## The task
Although the entries contain pictures, the copy should hold only their exact text.

=== Section Start ===

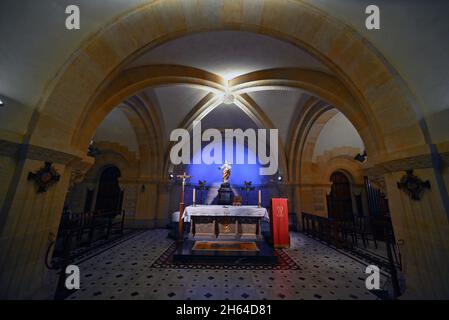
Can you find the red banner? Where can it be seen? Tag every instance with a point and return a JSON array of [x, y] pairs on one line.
[[279, 223]]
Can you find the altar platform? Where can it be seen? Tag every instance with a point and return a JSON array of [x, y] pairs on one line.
[[219, 222], [225, 252], [225, 234]]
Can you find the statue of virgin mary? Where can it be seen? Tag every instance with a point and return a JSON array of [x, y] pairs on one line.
[[226, 167]]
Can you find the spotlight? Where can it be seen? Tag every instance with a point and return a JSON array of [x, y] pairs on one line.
[[361, 157]]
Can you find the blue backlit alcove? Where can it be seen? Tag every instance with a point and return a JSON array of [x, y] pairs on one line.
[[221, 118]]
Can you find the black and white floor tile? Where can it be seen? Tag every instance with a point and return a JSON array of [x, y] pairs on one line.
[[125, 271]]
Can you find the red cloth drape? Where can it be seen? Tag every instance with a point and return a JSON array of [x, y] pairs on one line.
[[279, 223]]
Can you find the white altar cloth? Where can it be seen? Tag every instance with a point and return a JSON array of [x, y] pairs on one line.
[[219, 210]]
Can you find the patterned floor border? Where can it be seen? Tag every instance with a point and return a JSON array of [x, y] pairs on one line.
[[164, 261]]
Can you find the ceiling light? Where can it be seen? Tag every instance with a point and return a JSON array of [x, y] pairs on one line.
[[228, 97]]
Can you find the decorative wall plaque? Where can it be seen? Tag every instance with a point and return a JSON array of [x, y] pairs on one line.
[[413, 185], [44, 177]]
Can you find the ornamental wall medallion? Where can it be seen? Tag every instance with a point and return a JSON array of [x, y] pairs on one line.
[[413, 185], [44, 177]]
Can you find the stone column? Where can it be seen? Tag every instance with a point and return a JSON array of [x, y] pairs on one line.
[[27, 221], [163, 216]]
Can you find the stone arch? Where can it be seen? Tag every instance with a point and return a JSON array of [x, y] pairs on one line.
[[361, 68], [246, 104]]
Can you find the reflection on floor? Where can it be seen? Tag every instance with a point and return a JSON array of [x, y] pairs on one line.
[[126, 271]]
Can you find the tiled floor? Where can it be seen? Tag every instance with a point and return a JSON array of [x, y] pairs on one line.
[[124, 272]]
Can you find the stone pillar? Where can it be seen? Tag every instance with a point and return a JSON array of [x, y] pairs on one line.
[[27, 221], [296, 197], [130, 190], [423, 227], [163, 216]]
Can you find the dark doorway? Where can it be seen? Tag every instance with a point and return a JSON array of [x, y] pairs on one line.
[[339, 201], [109, 196]]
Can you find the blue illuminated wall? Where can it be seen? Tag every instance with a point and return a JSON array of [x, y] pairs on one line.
[[226, 117]]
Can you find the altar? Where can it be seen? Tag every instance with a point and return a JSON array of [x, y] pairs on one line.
[[210, 222]]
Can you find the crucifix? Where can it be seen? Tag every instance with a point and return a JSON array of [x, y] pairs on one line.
[[184, 177]]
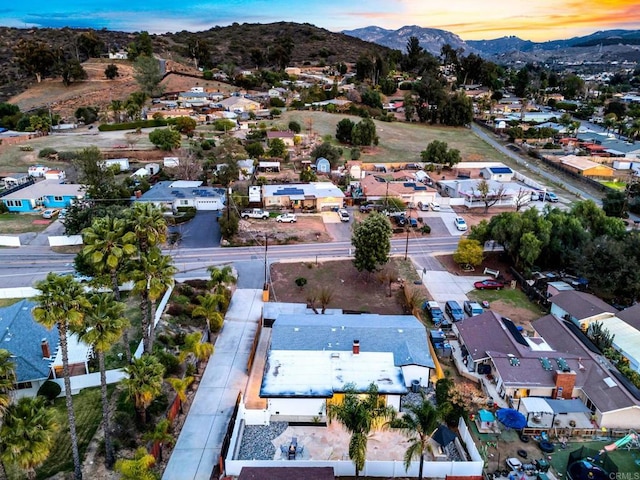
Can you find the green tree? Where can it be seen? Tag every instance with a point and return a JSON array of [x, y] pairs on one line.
[[372, 241], [277, 148], [161, 433], [62, 303], [144, 383], [28, 434], [165, 138], [104, 325], [359, 414], [343, 130], [7, 379], [72, 71], [438, 152], [364, 133], [152, 276], [147, 74], [137, 468], [468, 253], [418, 422]]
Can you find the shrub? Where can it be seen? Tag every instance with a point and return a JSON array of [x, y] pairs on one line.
[[50, 390], [47, 152]]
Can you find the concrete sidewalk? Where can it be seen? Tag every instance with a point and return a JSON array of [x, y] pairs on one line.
[[198, 446]]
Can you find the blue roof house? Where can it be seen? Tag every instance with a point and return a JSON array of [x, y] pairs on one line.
[[41, 195], [313, 358], [35, 349], [323, 165]]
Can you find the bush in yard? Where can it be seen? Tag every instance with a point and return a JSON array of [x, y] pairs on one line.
[[50, 390]]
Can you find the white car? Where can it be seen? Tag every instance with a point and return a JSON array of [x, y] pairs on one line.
[[286, 217], [460, 224]]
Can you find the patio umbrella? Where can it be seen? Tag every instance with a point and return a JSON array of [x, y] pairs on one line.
[[443, 436], [511, 418]]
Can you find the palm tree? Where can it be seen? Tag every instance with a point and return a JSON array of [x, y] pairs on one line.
[[180, 386], [108, 247], [359, 414], [209, 308], [153, 275], [62, 303], [161, 435], [28, 434], [144, 383], [148, 224], [193, 345], [104, 324], [418, 424], [7, 379], [138, 467]]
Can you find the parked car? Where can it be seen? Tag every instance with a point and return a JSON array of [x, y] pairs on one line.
[[49, 213], [454, 310], [472, 308], [489, 284], [460, 224], [286, 217], [551, 197], [434, 311]]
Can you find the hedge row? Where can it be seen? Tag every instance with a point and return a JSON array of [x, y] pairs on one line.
[[111, 127]]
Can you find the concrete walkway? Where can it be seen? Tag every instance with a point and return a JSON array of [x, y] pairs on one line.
[[198, 446]]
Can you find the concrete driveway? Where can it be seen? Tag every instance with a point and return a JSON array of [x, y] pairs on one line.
[[202, 231]]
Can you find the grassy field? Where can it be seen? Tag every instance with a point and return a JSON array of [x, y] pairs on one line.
[[88, 410], [399, 141], [16, 223]]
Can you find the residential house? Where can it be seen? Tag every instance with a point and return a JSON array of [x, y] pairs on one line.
[[315, 196], [35, 349], [286, 136], [576, 306], [43, 194], [557, 361], [312, 359], [498, 173], [183, 193]]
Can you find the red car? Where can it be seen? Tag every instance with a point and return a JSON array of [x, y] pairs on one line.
[[489, 284]]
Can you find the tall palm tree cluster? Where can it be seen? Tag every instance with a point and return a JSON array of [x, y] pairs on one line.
[[116, 250]]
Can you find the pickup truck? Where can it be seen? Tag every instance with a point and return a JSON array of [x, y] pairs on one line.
[[255, 213]]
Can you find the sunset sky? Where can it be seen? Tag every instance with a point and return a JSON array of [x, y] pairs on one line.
[[536, 20]]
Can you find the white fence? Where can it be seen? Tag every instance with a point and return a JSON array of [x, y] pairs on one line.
[[61, 240], [7, 241]]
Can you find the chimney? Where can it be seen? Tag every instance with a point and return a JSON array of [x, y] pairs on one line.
[[46, 351], [565, 382]]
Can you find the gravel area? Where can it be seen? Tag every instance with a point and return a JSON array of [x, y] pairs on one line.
[[257, 441]]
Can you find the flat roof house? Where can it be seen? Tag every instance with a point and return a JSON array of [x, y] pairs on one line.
[[312, 358]]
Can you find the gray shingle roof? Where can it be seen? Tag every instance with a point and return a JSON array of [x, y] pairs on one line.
[[403, 335], [21, 335]]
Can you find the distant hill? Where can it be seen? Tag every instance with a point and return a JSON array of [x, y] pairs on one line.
[[229, 45], [431, 39]]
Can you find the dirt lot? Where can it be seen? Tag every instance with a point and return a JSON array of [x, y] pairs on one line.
[[308, 228], [347, 284]]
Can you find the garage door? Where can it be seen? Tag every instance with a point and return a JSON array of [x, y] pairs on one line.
[[202, 204]]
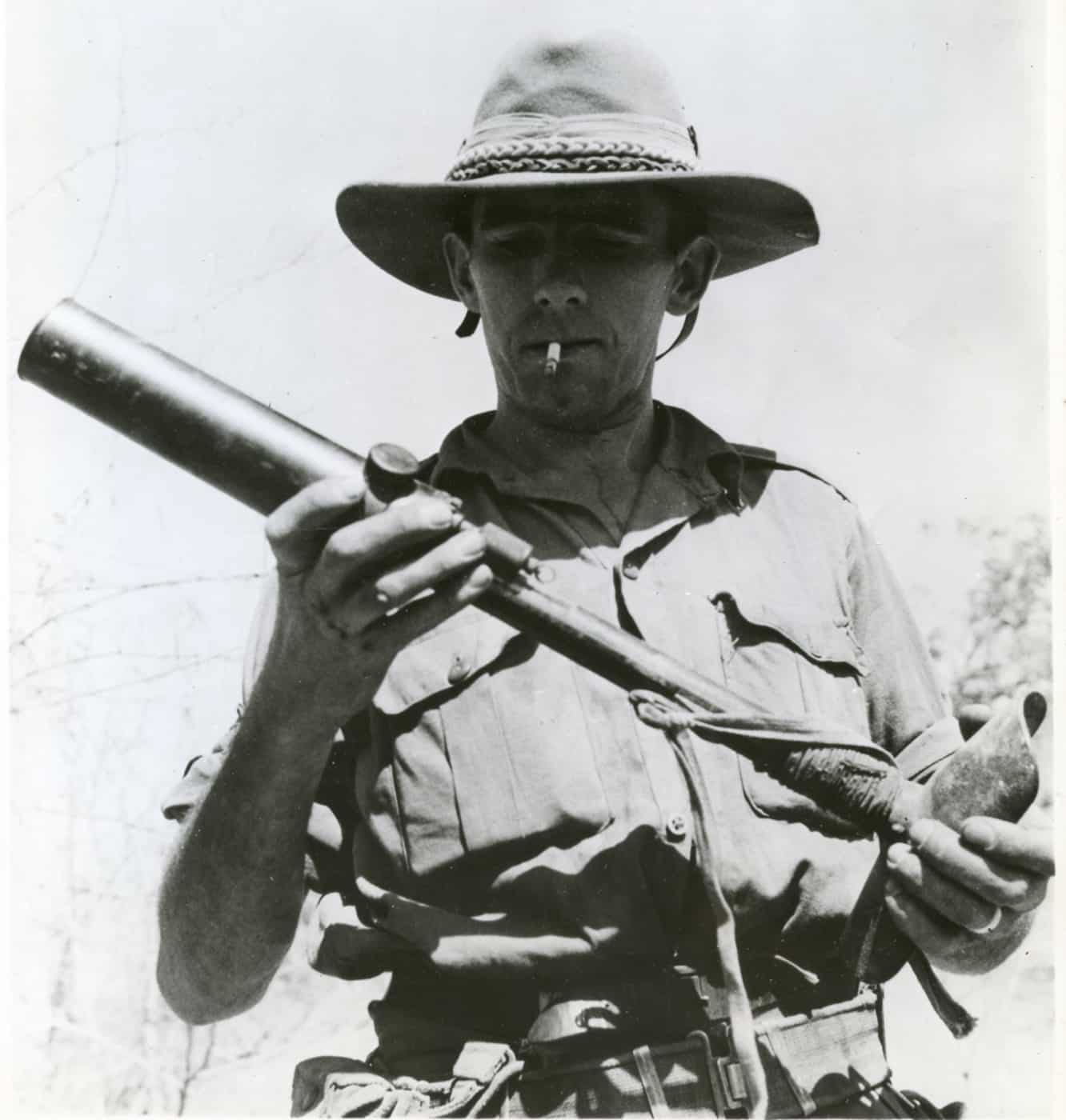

=== Section End ===

## Written answer
Can you find the red banner? Where can it be seen? Tag every instance with a point and return a JSON array of [x, y] pairs on one line.
[[279, 223]]
Can you find the altar platform? Where can it be seen? Tag every instance with a point and return a JSON array of [x, y] pairs on one line.
[[219, 222], [225, 252], [225, 234]]
Can you find the statue of virgin mary? Where can it be seen? Tag every instance with a point and return a JSON array of [x, y] pairs on one line.
[[226, 167]]
Can you find the spotlight? Where can it be seen? Tag every instance with a point and return a JSON array of [x, y] pairs on one line.
[[361, 157]]
Can you find the blue backlit alcove? Where can it be seen? Tag every instance with a point and return a JSON array of [x, y] pairs on one line.
[[221, 118]]
Can you find the black and white floor tile? Where can it be seen? Tag every instance with a point and return a JSON array of [x, y] pairs on one line.
[[125, 271]]
Can you find the red cloth drape? Where can it be seen? Tag every instance with a point and return a JSON array of [x, y] pairs on one line.
[[279, 223]]
Can you find the white altar cloth? Where can it be seen? Tag every instance with a point and return a JSON array of [x, y] pairs on one line.
[[219, 210]]
Can you find the patterned floor border? Where can it be seen? Tag every instance with a point and return a JSON array of [x, y] pairs on one line.
[[164, 261]]
Can you find the ceiling light? Where can it be seen? Tag every instance with a point and return a JSON array of [x, y] pairs on one line.
[[228, 97]]
Can you find the decorative wall plaque? Where can it be seen? Tag every instance with a point and return a JSON array of [x, y] pairs on one line.
[[413, 185], [44, 177]]
Can you find the ornamental wall medallion? Where can it be seen? Tag every instance with a point and return a JSON array of [x, y] pairs on one line.
[[413, 185], [44, 177]]
Can you find the stone column? Where can it be seen? Tag every instance with a point and return a JSON array of [x, y] pairs on one line.
[[27, 221], [163, 216]]
Can you find the stone arch? Where can it be seen? Tag every instance with a point and return a JSON array of [x, y] pairs on one line.
[[361, 68], [246, 104]]
Can you find the reflection on floor? Where can it be seen? Tag every instance with a point and return a JSON array of [x, y] pairs on one line.
[[126, 271]]
Can you find the tiled floor? Where can it be seen? Tag every instance with a point and return a JSON array of [x, y] pairs on one line.
[[124, 272]]
Can you find the stone pillar? Where can it be seen? Tag every instance with a point and return a JSON array of [x, y] pairs on one line.
[[27, 221], [296, 197], [130, 190], [423, 227], [163, 216]]
Can you find the dark doorway? Where can it be seen? Tag every instance with a point and return a JSON array of [x, y] pairs on one line.
[[339, 201], [109, 196]]
Can you find the blue illuminated wall? Where can it be seen? Tag every instance with a point and return a JSON array of [x, y] pairs on one line.
[[226, 117]]
Can you find the altar? Where can it be seen? Tag every instance with a point and return a JSON array of [x, y] pairs on one line.
[[210, 222]]
Can you find the crucifix? Where can it be seen? Tag every instance with a point and return a JSON array of [x, y] pairs on one line.
[[184, 177]]
Can you find the green tree? Where can it be seen? Tag every instance with a point and return a JSON array of [x, y] pairs on one line.
[[372, 241], [277, 148], [161, 433], [62, 303], [144, 383], [28, 434], [165, 138], [104, 325], [359, 414], [343, 130], [7, 379], [72, 71], [438, 152], [364, 133], [152, 276], [147, 74], [137, 468], [468, 253], [418, 422]]
Can you find the shrub? Where can it be seen? Tag every instance with a point and return a JSON array of [x, y] pairs on one line.
[[50, 390], [47, 152]]
Can you find the concrete sidewalk? Where can it be seen? Tag every instance with a point and return a JSON array of [x, y] pairs on one line.
[[198, 446]]
Can you find the blue roof house? Where can it be seen? Tag every instance with a point and return a JSON array of [x, y] pairs on one line.
[[41, 195], [313, 358], [35, 349], [323, 165]]
Can you find the bush in yard? Where can it be seen? Tag every instance with a point and return a JSON array of [x, y] pairs on one line.
[[50, 390]]
Can you find the white car? Where can it be seen? Tag every instance with a point and return a JSON array of [x, y] pairs on one line.
[[286, 217], [460, 224]]
Can you find the patio umbrella? Where can it be seen? Tag every instance with a point and return a JSON array of [x, y] pairs on one line.
[[443, 436], [511, 418]]
Can you find the palm tree? Where can it be seen? Tag every instance with a point and return a JSON array of [x, y] pairs on one line.
[[180, 386], [108, 247], [359, 414], [209, 308], [153, 275], [62, 303], [161, 435], [28, 434], [144, 383], [148, 224], [193, 345], [104, 324], [418, 424], [7, 379], [138, 467]]
Can you find the parked car? Where can it be seen? Tag every instance with a point and return a JSON array of [x, y] pairs on one line.
[[49, 213], [454, 310], [472, 308], [489, 284], [460, 224], [286, 217], [551, 197], [434, 311]]
Can you find the hedge row? Where can it be seen? Tag every instance with a point and return a JSON array of [x, y] pairs on one line.
[[111, 127]]
Can you find the concrete walkway? Where can it be seen? Tag every instance with a point and return a JSON array of [x, y] pairs on one line.
[[198, 446]]
Can you find the concrete driveway? Where can it be seen? Tag every instance with a point and return a JSON array of [x, y] pairs on one line.
[[202, 231]]
Can you find the grassy field? Where can it be seen? Tag every instance with a point and return a JSON array of [x, y] pairs on one line.
[[88, 410], [399, 141], [16, 223]]
Can you find the residential house? Where can it be seen? Tag every instance with a point and return a JSON array of [x, y] pairs on one line.
[[315, 196], [35, 349], [286, 136], [576, 306], [43, 194], [557, 361], [312, 359], [498, 173], [183, 193]]
Can you find the red car? Where can it be seen? Tag every instance with a point and return a JSON array of [x, y] pairs on one line.
[[489, 284]]
Can you find the tall palm tree cluster? Where can it be seen? Tag every instance with a point and return a JSON array of [x, y] pairs on one line.
[[116, 250]]
Can you find the pickup truck? Where can it be seen? Tag every instance with a point and return a JSON array of [x, y] pairs on one line.
[[255, 213]]
Can you find the sunset sky? Where can it be seen? Tag every instance with a point and return a JSON array of [x, y] pairs on one line.
[[536, 20]]
Can you find the white fence? Where can it be seen? Tag every instance with a point and return a JSON array of [x, y] pairs on one line.
[[61, 240], [7, 241]]
Can you find the chimney? Where can it be seen? Tag every instance with a point and return a JSON array of [x, y] pairs on one line.
[[46, 351], [565, 382]]
Can you find the gravel area? Where can it be seen? Tag every instance with a point and return a JSON array of [x, y] pairs on one line.
[[257, 441]]
Can you find the flat roof house? Where can it be seen? Tag every instance with a point and return a JSON array of [x, y] pairs on one line.
[[312, 358]]
Can you find the gray shingle roof? Where can it be seen? Tag every instance with a point and return a JSON array of [x, y] pairs on one line.
[[403, 335], [21, 335]]
Can you find the distant hill? Where can it be seen? Tag every instance with a point and return a JSON array of [x, y] pairs on one line.
[[229, 45], [431, 39]]
Can you find the dirt lot? Where can it be seen? Tag every instance with a point and return a JSON array of [x, y] pairs on one line.
[[308, 228], [347, 284]]
Can you find the garage door? Where can it be seen? Tag every instance with a point and return a JSON array of [x, y] pairs on one line.
[[202, 204]]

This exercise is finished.